* _Extracted data_
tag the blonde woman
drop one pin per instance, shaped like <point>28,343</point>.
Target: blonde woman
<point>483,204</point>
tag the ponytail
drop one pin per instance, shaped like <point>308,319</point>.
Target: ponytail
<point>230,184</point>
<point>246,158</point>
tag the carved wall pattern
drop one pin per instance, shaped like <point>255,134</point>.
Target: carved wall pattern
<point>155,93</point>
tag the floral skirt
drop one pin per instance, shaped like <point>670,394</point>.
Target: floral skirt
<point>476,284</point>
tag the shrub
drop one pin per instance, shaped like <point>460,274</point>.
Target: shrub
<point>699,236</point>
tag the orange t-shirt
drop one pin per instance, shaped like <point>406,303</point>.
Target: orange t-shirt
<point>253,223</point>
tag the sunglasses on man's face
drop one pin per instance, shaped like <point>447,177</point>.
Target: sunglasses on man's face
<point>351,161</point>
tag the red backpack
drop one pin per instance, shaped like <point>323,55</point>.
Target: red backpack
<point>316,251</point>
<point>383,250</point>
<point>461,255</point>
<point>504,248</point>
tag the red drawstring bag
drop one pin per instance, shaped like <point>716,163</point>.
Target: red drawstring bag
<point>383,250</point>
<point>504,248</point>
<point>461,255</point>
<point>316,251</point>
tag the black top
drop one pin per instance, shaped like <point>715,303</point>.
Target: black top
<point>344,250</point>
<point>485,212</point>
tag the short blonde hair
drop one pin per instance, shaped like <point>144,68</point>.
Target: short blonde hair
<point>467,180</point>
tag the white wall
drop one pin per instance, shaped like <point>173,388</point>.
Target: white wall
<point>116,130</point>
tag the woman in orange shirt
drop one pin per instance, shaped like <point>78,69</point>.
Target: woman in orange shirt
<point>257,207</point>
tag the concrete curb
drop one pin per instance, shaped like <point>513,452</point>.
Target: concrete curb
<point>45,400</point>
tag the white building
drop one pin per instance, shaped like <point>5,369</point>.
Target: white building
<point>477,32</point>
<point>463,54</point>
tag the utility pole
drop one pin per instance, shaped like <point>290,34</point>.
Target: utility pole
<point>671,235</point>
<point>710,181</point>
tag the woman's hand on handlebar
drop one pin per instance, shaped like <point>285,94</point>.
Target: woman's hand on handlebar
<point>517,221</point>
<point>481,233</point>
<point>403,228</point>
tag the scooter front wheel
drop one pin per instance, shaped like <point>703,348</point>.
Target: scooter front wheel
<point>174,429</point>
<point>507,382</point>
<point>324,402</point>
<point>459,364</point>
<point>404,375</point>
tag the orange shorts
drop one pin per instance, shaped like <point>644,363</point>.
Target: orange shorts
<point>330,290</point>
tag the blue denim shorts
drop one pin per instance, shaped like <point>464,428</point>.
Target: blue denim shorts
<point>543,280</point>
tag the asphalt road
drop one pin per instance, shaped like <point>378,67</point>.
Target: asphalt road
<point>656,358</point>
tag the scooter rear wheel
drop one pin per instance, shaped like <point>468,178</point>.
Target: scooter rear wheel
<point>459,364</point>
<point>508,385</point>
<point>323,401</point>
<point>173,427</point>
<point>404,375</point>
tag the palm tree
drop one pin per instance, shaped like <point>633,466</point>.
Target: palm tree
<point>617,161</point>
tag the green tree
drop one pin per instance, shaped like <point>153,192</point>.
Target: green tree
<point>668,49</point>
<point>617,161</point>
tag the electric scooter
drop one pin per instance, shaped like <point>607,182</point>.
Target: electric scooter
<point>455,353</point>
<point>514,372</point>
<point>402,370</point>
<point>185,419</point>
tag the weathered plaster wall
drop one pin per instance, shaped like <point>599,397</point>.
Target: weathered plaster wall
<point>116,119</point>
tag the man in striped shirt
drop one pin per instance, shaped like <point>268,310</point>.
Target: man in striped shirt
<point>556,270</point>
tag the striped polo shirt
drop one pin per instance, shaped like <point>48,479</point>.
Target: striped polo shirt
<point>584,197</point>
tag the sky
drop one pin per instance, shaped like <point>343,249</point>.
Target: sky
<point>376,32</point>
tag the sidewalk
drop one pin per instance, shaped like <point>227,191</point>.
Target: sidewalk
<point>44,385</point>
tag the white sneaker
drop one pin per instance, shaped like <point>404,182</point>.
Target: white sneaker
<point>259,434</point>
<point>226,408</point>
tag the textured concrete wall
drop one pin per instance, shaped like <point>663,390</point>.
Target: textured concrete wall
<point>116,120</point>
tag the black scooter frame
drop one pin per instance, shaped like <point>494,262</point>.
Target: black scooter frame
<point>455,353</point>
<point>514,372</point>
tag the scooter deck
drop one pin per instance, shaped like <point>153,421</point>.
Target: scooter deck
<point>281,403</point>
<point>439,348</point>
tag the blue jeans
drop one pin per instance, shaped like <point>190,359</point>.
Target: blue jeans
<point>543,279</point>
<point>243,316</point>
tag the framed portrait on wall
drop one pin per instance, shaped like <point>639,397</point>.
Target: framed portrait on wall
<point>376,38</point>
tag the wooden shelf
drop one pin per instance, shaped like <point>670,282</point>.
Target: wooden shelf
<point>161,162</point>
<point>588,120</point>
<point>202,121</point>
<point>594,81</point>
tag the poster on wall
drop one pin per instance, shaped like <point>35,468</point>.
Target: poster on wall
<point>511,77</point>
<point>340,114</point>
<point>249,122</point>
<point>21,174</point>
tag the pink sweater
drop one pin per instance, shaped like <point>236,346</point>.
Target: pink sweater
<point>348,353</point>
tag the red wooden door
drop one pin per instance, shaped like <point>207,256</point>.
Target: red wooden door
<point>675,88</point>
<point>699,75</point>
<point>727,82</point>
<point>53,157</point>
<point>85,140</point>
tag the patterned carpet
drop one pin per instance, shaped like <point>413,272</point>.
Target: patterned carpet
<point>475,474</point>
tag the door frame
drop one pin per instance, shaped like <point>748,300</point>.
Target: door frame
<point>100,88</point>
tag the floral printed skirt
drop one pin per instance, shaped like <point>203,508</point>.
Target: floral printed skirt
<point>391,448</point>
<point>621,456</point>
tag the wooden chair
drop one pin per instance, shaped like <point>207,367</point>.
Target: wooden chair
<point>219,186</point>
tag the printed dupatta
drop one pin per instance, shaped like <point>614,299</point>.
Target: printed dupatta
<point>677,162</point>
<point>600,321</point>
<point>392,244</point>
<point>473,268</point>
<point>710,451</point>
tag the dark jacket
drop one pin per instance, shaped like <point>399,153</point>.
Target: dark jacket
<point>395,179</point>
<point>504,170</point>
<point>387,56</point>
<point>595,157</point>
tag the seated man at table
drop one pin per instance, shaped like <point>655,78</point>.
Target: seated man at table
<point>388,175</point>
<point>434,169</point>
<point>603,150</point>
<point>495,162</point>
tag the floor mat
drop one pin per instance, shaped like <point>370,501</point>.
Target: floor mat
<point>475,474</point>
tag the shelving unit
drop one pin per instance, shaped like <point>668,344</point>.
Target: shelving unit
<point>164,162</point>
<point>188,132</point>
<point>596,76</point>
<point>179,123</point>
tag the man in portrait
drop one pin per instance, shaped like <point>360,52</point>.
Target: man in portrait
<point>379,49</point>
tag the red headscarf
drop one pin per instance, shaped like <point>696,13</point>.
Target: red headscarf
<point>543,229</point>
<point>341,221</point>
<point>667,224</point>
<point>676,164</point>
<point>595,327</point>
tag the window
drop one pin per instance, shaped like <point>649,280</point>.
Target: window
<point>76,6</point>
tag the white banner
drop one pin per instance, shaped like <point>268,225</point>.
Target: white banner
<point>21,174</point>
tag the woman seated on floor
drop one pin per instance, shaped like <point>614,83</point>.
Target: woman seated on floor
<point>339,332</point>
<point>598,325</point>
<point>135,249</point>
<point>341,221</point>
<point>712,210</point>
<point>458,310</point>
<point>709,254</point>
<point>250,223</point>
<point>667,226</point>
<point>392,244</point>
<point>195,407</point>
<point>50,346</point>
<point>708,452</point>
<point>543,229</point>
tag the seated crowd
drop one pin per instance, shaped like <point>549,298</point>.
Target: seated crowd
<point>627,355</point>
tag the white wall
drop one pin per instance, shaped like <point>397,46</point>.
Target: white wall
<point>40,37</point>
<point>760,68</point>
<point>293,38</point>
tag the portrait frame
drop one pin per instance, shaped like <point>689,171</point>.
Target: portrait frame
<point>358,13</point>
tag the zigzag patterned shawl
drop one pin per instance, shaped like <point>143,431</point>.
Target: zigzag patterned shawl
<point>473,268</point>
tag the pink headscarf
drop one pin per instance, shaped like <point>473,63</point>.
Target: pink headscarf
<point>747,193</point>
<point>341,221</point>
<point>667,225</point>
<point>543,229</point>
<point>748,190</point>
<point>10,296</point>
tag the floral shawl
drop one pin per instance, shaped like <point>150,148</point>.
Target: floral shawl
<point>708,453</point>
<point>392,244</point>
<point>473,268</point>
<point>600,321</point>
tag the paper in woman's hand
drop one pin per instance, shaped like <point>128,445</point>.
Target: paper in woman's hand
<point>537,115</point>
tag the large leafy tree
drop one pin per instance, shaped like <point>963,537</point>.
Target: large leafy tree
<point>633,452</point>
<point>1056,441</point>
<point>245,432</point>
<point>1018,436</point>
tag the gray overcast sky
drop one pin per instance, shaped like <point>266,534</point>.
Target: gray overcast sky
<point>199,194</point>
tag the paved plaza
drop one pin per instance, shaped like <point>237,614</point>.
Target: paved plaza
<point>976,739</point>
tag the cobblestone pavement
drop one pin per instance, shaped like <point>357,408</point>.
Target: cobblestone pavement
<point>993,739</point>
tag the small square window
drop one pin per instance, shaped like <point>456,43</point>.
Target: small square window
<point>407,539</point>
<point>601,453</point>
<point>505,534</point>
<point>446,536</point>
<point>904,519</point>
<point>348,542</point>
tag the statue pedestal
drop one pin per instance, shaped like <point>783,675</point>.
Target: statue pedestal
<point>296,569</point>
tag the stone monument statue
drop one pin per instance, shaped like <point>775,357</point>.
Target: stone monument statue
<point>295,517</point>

* _The request_
Lay out the lines of the entries between the line holding "tag the red backpack" and the line holding "<point>257,207</point>", inclusive, as a Markdown table with the columns No. and Text. Leave out blank lines.

* _Solved problem_
| No. | Text |
|---|---|
| 1 | tag the red backpack |
| 2 | drop one pin per instance, shaped like <point>323,55</point>. |
| 3 | Target: red backpack |
| 4 | <point>316,251</point> |
| 5 | <point>383,250</point> |
| 6 | <point>461,255</point> |
| 7 | <point>504,248</point> |
| 8 | tag the red drawstring bag |
| 9 | drop one pin per instance, shaped like <point>716,163</point>. |
| 10 | Target: red drawstring bag |
| 11 | <point>383,250</point> |
| 12 | <point>504,248</point> |
| 13 | <point>461,255</point> |
| 14 | <point>316,251</point> |
| 15 | tag the black top |
| 16 | drop one pin per instance, shaped like <point>715,303</point>. |
| 17 | Target: black top |
| 18 | <point>344,250</point> |
| 19 | <point>485,212</point> |
| 20 | tag the short blonde hair |
| 21 | drop one pin per instance, shaped like <point>144,68</point>. |
| 22 | Target: short blonde hair |
| 23 | <point>467,180</point> |
| 24 | tag the white wall |
| 25 | drop one pin per instance, shaped like <point>173,388</point>. |
| 26 | Target: white wall |
| 27 | <point>116,130</point> |
| 28 | tag the woman in orange shirt |
| 29 | drop one pin per instance, shaped like <point>78,69</point>. |
| 30 | Target: woman in orange shirt |
| 31 | <point>257,207</point> |